● **Requirement**
Produce a verbatim copy of the records, and keep the images out of it.

● **Exercise input**
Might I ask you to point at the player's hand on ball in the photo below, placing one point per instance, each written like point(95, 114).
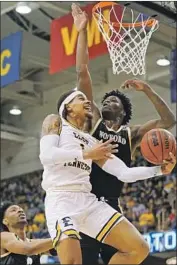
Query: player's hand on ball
point(168, 165)
point(101, 151)
point(80, 17)
point(136, 84)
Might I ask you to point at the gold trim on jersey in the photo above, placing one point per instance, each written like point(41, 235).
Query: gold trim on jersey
point(130, 140)
point(58, 235)
point(108, 226)
point(95, 126)
point(4, 255)
point(72, 233)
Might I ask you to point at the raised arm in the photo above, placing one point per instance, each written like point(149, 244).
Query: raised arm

● **Written solution**
Might I ask you to point at the player's hand on ball in the photo below, placing one point per instance, each written like point(95, 114).
Query: player's hand on ball
point(168, 165)
point(101, 151)
point(80, 17)
point(136, 84)
Might I ask you to point at the gold trim on jersey in the photo above, placing one point per instance, each written like point(41, 235).
Query: gold trim on jersey
point(130, 140)
point(58, 235)
point(108, 226)
point(95, 126)
point(4, 255)
point(72, 233)
Might I ask you to point at the raised arm in the photo above, placing one point per instance, each written like point(149, 244).
Query: raised arm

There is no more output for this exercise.